YOUR TASK.
Copy the entries that appear below in full, leaving out any picture among them.

(Dataset entries)
▼▼▼

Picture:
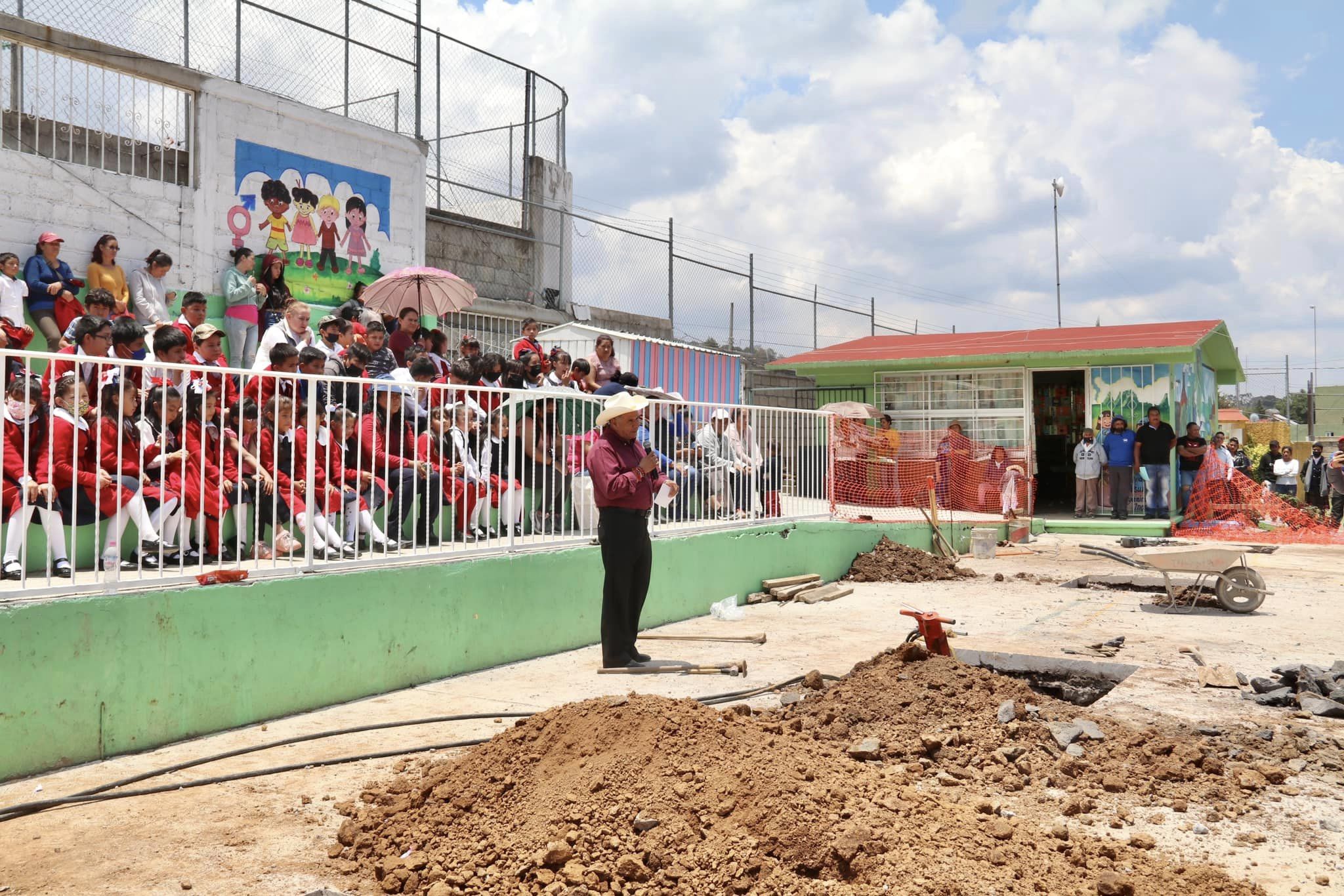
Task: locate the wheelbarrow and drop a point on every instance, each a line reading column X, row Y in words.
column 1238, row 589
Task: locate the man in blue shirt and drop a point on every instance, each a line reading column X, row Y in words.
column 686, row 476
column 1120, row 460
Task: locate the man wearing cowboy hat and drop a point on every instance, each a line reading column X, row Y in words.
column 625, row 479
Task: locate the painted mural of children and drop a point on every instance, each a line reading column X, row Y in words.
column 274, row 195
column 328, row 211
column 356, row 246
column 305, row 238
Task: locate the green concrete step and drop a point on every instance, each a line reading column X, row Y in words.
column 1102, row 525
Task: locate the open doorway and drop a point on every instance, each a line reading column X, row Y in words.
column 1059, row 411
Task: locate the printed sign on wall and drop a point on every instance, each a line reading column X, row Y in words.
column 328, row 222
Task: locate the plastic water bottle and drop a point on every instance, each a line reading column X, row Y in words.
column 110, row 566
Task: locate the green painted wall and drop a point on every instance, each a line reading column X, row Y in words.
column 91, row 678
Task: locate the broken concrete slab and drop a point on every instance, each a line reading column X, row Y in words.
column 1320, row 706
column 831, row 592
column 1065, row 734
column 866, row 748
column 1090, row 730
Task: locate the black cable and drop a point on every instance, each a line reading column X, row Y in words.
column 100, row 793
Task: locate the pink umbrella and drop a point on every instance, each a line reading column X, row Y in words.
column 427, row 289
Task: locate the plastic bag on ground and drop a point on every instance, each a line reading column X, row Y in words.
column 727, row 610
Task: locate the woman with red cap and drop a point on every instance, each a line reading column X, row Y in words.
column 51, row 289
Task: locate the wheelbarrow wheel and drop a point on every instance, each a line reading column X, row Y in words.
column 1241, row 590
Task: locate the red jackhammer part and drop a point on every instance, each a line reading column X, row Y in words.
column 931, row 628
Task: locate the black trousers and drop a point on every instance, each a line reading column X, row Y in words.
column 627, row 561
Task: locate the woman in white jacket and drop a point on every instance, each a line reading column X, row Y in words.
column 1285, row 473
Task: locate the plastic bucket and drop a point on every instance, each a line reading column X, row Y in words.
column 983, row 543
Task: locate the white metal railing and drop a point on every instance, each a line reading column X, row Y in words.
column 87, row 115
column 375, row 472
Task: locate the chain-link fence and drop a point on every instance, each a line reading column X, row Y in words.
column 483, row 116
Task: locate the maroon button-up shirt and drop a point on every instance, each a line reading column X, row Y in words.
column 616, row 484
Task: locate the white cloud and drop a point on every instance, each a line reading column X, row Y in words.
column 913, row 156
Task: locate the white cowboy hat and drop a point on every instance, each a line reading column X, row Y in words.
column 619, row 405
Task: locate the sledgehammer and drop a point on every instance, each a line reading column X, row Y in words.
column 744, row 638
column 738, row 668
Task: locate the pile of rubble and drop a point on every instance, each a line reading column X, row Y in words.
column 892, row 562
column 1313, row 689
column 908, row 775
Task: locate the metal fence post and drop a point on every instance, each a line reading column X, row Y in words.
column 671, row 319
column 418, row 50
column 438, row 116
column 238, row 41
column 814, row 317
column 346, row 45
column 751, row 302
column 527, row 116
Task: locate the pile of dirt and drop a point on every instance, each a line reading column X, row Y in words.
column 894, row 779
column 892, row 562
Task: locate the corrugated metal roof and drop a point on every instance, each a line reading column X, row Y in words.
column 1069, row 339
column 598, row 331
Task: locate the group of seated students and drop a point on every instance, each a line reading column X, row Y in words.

▲▲▲

SOLUTION TO THE EXERCISE.
Picture:
Task: locate the wheelbarrow and drop a point on every instance, each a line reading column X, row Y in words.
column 1238, row 589
Task: locate the man in blue shirt and drop a point on every instance, each a line reading column X, row Y in words.
column 686, row 476
column 1120, row 460
Task: locate the man wearing cowboy hat and drop a point on every instance, each a line reading column X, row Y in words.
column 625, row 479
Task: locate the painted mural of children and drop a point on every instance, each a line reading column X, row Y in words.
column 274, row 195
column 328, row 211
column 356, row 246
column 305, row 238
Task: locate the green concrete step and drop a point on every instance, each a line reading column X, row Y in words.
column 1102, row 525
Task: locate the open doorway and drop a point on every instance, each a line reading column X, row Y in words.
column 1059, row 411
Task: locate the printed sign on wall and drop a point on every instance, each a line reading column X, row Y in words.
column 328, row 222
Task: locate the plastic water bottle and drop a point on every instance, each a line reading column X, row Y in words.
column 110, row 566
Task: locate the green painted wall and drop a point on every instance, each a line reading column X, row Y in words.
column 91, row 678
Task: locate the broken concrete slab and drop a point on every instance, each a line reading column X, row Y in words.
column 1320, row 706
column 831, row 592
column 1065, row 734
column 866, row 748
column 1090, row 730
Task: locate the black cable and drop a point on every instance, each a line reading column X, row Y in words.
column 100, row 793
Task: locate the pink umbrella and drop a point on every instance, each a line reading column X, row Y in words.
column 427, row 289
Task: locate the plastic bag on ground and drop a point on every instance, each a line reading column X, row Y in words.
column 727, row 610
Task: locate the woman with red cap and drop a point on every instance, each a line reading column X, row Y in words.
column 51, row 289
Task: locate the wheelbarrow wheel and drop a point on every instance, each a line reading column X, row Y in words.
column 1241, row 590
Task: locate the red jackhammer part and drop a point on every instance, each a line reading column X, row Y in words.
column 931, row 628
Task: locate the black trousers and drop a point on every instance, each a line reading column X, row Y in words.
column 627, row 561
Task: locate the woman in white jacket and drop a point on every instance, each a line reading column X, row Y in words.
column 1285, row 473
Task: locate the plastic bucket and drop a point on every instance, each a line reading column X, row Y in words.
column 983, row 543
Task: locate the white metal railing and drop a point on every instance, each a line reading column X, row Y in words.
column 87, row 115
column 375, row 472
Task: locate the chain-link fence and drop a point on every instance, each a line reading column X, row Y in words.
column 483, row 116
Task: locate the maroon button-up shirt and drop a point on every instance, each a line reading column X, row Y in words.
column 616, row 484
Task: locate the white cloud and drop a point on every instance, each a line reading column X, row Y in words.
column 913, row 156
Task: locate the white cowboy hat and drop a point on every instance, each a line reading column X, row Y in words.
column 619, row 405
Task: locate the sledgehammer and drop a point on every instance, each a line reading column X, row Y in words.
column 744, row 638
column 738, row 668
Task: locate the pile of rubble and drop a point on every instance, each a line reading column X, row Y in words.
column 892, row 562
column 1313, row 689
column 908, row 775
Task: locate the metal fence post and drop a point on every instance, each a line reading column X, row Y in words.
column 671, row 319
column 418, row 50
column 438, row 116
column 238, row 41
column 814, row 317
column 346, row 45
column 751, row 302
column 527, row 116
Task: locate the pile of dirt and drop a point on every instance, each a line reading column X, row Y in words.
column 894, row 779
column 892, row 562
Task: locate the corrugated metal roof and drop a point on every instance, each a line reading column X, row Y in words.
column 1069, row 339
column 598, row 331
Task: locate the group of seated students and drop a point on every instance, each a line reading column X, row Y in words.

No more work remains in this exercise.